++++ LISTED ENTRIES

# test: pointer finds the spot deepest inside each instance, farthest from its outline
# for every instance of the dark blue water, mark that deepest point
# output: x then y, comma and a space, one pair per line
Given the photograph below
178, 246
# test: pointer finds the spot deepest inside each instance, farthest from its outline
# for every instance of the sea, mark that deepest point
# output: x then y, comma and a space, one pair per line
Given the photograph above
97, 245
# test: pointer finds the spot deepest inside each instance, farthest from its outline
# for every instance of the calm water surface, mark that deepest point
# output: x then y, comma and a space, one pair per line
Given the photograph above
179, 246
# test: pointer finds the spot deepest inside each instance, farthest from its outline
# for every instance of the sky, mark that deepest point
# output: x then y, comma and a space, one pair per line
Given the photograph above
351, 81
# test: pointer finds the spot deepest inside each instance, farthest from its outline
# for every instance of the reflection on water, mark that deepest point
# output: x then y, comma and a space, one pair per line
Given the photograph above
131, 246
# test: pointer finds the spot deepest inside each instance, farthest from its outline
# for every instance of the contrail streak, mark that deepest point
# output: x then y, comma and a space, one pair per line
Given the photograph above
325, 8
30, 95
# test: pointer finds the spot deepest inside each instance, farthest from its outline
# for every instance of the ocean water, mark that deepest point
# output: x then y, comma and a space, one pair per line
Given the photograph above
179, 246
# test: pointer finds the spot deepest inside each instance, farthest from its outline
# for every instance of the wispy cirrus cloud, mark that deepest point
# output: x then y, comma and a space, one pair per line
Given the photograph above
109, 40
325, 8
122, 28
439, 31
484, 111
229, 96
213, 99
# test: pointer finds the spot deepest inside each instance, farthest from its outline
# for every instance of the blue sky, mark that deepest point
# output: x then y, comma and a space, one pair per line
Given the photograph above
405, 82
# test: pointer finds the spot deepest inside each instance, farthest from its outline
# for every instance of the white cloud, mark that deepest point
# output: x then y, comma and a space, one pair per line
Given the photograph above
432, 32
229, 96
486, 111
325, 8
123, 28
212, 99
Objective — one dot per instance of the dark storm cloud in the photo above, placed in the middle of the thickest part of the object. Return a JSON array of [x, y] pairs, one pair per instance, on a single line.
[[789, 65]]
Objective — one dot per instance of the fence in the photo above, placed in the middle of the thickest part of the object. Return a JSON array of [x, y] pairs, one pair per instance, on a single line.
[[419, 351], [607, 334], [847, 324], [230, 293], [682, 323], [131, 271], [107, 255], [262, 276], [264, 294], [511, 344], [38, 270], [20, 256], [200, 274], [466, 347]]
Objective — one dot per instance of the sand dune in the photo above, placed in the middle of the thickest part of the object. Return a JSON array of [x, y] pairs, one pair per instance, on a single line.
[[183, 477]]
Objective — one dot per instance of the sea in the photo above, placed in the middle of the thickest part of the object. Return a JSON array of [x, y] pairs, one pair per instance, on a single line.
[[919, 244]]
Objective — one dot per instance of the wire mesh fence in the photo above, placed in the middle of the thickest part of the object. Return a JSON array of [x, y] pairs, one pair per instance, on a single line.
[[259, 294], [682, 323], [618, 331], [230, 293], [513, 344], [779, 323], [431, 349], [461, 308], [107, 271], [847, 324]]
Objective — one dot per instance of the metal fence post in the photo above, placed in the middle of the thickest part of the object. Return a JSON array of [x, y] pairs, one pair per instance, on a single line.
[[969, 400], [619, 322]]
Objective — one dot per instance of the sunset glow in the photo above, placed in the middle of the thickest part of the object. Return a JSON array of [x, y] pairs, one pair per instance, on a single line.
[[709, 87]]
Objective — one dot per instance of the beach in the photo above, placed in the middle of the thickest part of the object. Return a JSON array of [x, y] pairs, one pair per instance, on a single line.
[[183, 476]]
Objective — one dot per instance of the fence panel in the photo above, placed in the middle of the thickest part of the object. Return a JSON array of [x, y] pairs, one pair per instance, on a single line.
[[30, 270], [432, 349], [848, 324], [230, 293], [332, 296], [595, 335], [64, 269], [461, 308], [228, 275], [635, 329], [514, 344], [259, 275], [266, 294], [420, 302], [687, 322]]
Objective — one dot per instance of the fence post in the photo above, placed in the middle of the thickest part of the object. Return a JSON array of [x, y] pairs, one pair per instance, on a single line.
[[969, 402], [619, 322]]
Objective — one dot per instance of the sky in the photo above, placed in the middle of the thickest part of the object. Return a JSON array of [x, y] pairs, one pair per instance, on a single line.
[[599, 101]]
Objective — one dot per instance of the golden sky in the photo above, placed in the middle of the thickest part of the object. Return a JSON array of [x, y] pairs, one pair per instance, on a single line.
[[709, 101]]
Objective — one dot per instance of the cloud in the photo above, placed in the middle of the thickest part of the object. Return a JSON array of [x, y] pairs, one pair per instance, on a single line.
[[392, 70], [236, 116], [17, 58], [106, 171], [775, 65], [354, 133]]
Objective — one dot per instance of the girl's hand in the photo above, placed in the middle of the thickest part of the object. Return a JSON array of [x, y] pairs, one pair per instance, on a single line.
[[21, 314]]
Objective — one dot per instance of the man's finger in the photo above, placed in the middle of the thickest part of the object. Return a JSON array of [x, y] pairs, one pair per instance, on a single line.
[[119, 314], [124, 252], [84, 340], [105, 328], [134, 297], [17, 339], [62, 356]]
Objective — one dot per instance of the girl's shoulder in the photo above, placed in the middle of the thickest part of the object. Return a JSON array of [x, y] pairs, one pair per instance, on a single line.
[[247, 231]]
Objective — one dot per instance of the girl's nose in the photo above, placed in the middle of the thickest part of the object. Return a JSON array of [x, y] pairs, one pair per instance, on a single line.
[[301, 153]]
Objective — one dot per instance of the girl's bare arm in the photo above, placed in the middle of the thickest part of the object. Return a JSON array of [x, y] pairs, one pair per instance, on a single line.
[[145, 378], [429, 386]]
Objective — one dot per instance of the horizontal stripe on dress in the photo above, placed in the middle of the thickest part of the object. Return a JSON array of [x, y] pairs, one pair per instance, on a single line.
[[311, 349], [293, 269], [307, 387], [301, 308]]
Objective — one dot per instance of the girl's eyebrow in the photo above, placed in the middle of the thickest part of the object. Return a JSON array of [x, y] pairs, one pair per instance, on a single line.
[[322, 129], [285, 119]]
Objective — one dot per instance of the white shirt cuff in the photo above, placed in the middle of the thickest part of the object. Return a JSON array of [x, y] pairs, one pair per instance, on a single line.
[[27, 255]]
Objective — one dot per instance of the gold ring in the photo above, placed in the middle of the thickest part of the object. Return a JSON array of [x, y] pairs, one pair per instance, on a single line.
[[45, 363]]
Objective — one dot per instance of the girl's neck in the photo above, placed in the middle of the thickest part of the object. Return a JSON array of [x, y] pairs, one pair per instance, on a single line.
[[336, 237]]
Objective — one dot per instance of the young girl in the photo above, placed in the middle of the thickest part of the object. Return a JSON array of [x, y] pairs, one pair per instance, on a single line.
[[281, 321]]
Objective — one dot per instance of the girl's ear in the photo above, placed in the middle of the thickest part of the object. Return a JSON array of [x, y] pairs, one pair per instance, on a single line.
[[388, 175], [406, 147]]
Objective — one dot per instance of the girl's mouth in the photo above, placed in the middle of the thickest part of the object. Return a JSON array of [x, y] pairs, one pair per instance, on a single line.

++++++++

## [TASK PROMPT]
Exact transcription of the records is all that is wanted.

## [SOLUTION TO THE PROBLEM]
# test: pointer finds the spot deepest inside each instance, farthest from its outline
# for every instance of the dark blue water, mark that deepest point
# output: x then y, comma and a space, one pair per line
Given the photograph below
178, 246
# test: pointer finds the spot deepest inside each instance, farthest from its outline
# for every instance of the sea, mark that deepest point
# output: x then y, comma and a space, one pair per line
Given the photograph above
97, 245
# test: pointer finds the spot deepest inside each instance, farthest from its outline
# for every instance of the calm water surface, mark that deepest point
# output: x then y, comma and a space, one pair per line
Given the photograph above
179, 246
# test: pointer finds the spot deepest inside each instance, farthest from its outline
# for every instance of the sky, mark that deepest point
# output: x then y, comma and a space, one pair per line
Given the photograph above
351, 81
# test: pointer finds the spot deepest inside each instance, farthest from its outline
# for every instance of the reflection on water, mark that deepest point
# output: x then y, comma and a space, one pair per line
Given the photograph above
131, 246
# test: pointer finds the spot deepest inside each instance, farthest from its outline
# for every instance of the contrail streak, mark that deepest point
# output: x then y, comma and a space, one pair per line
Given the photograph above
325, 8
30, 95
# test: pointer finds the spot deepest inside each instance, farthest from its outline
# for every instance of the ocean water, mark that deepest point
# output: x then y, comma and a space, one pair per line
Given the photograph above
179, 246
# test: pointer finds the spot deepest inside each instance, farthest from its outline
# for every instance of the wispy cirrus cloud, mark that deepest point
# output: x then y, comma and a space, one pair per line
Given the photograph above
109, 40
325, 8
122, 28
439, 31
484, 111
229, 96
213, 99
# test: pointer finds the spot deepest inside each instance, farthest from its outline
# for every instance of the blue sky, mark that deepest point
# output: x then y, comma and a space, one pair per line
Given the photograph above
405, 82
# test: pointer finds the spot deepest inside each instance, farthest from its outline
# for every instance of the white cloud, mark that deepest point
# output: x then y, comma and a space, one pair per line
Given the photograph above
432, 32
229, 96
486, 111
325, 8
123, 28
212, 99
Objective — one dot per instance of the dark storm cloud in the photo above, placed in the middle of the thickest part of the object. Return a JSON array of [x, y] pairs, one pair per instance, on a single line.
[[789, 65]]
Objective — one dot per instance of the fence in the photo above, placed in the middle of the thickest part of the object. Return a JSON array of [x, y] pairs, one pair per instance, on a single line.
[[419, 351], [607, 334], [847, 324], [230, 293], [682, 323], [131, 271], [107, 255], [262, 276], [264, 294], [511, 344], [38, 270], [20, 256], [200, 274], [466, 347]]
Objective — one dot per instance of the sand dune in the photo above, placed in the middle of the thickest part of the object. Return a JSON array of [x, y] pairs, one pair per instance, on a single line.
[[183, 477]]
Objective — one dot per instance of the sea in the photo above, placed in the middle of the thickest part of the object. Return a JSON array of [x, y] pairs, one pair per instance, on a single line.
[[919, 244]]
Objective — one dot per instance of the wire mesh fence in the photo above, placed in the middle of the thickest part of the object. Return a JSON array of [x, y] pairs, one pair per instance, on a single line.
[[259, 294], [682, 323], [618, 331], [230, 293], [513, 344], [779, 323], [431, 349], [461, 308], [107, 271], [847, 324]]
Objective — one dot per instance of the metal fence post in the photo above, placed in the middle of the thickest part of the object. Return a JSON array of [x, y] pairs, one pair per instance, on a single line.
[[969, 400], [619, 322]]
Objective — one dot per instance of the sunset glow in the photo above, placed in the middle of the thickest part of the object. Return a JSON array of [x, y] pairs, one pair per instance, on a single line.
[[709, 87]]
Objective — one dot per instance of the beach in the photo above, placed in the middle of the thickest part of the object. Return a JSON array of [x, y] pairs, one pair per instance, on a single line.
[[183, 476]]
Objective — one dot per instance of the fence panel in the photo above, placed in the middle of the thickest part of the object. Return a JSON array of [x, y] pairs, one pair per instance, on a single line.
[[30, 270], [432, 349], [848, 324], [230, 293], [332, 296], [595, 335], [64, 269], [461, 308], [228, 275], [635, 329], [514, 344], [259, 275], [266, 294], [420, 302], [687, 322]]
Objective — one dot per instance of the fence post in the photo above, placed in the middle of the thickest part of the object. Return a JSON array of [x, y] pairs, one pair per instance, on a single line.
[[969, 402], [619, 322]]
Objective — one dot per instance of the sky in the photo above, placed in the middle of the thickest part of the object. Return a JSON array of [x, y] pairs, one pair per instance, on a single line.
[[599, 101]]
Objective — one dot per instance of the golden sky in the photo above, placed in the middle of the thickest part of the object. Return a JSON array of [x, y] pairs, one pair per instance, on a single line.
[[709, 101]]
Objective — one dot per instance of the cloud in the photo above, placed in the middle of the thickest part of the object. Return a JSON array of [x, y] pairs, one pair per instance, on a single line.
[[392, 70], [236, 116], [17, 58], [106, 171], [775, 65], [354, 133]]
Objective — one dot per instance of the girl's hand in the photo above, placed in the middle of the thickest part of the object. Return a JSON array of [x, y] pairs, one pair per instance, on a single line.
[[21, 314]]
Objective — one dot per instance of the man's finger in the photo above, placed in the middle of the thickest part of the object. Return a JSON array of [x, y] pairs, one pair per instance, on a single line.
[[119, 314], [124, 252], [84, 340], [105, 328], [134, 297], [17, 339], [62, 356]]
Objective — one dot per instance of the girl's shoulder in the photo above, placed in the middle of the thickest part of the object. Return a JSON array of [x, y] pairs, one pair per instance, on a single line.
[[247, 231]]
Objective — one dot per instance of the girl's nose in the photo above, placed in the middle of the thickest part of the object. Return a JSON array of [x, y] pairs, one pair per instance, on a single line.
[[301, 153]]
Objective — one dot per instance of the girl's bare arm in the photo above, placed in the middle of the thickest part of the object. Return a JSON array of [x, y] pairs, one pair per instance, on a single line.
[[145, 378], [429, 386]]
Objective — one dot per instance of the horizontal stripe on dress in the photo above, placed in the middle of the thickest part of the object. Return a JSON array of [x, y] pairs, one pair per instance, on a single line.
[[311, 349], [293, 269], [307, 387], [301, 308]]
Objective — one dot per instance of the girl's eyebrow in the photo above, placed in the middle of the thickest part of the object. Return a JSON array of [x, y] pairs, one pair per instance, on a single line.
[[322, 129], [285, 119]]
Objective — one dot per instance of the white shirt cuff in the photo above, placed in the middle of the thickest part of the object. Return a JSON array of [x, y] pairs, one pair per instance, on a single line.
[[27, 255]]
Objective — one dot per instance of the gold ring in the photo above, placed in the middle of the thickest part of the object. Return a JSON array of [x, y] pairs, one pair per instance, on a single line.
[[45, 363]]
Objective — one dot per instance of the girl's neck in the photo above, placed in the middle of the thickest part of the object. Return a JSON array of [x, y] pairs, one pair per instance, on a single line.
[[336, 237]]
Objective — one dot per instance of the young girl in the photo above, placed in the middle of the thickest part of the object. Return a JSON array of [x, y] pairs, one pair per instance, on a single line.
[[281, 321]]
Objective — one dot per instance of the girl's ear in the photo above, placed in the middle of the thickest part of the object. Return a JSON array of [x, y] pairs, one pair per instance, on a single line.
[[388, 175], [406, 147]]
Objective — one dot per instance of the girl's mouth in the photo above, placed in the middle of the thickest part of the object. Return a JSON array of [x, y] pairs, one pair per instance, on a single line.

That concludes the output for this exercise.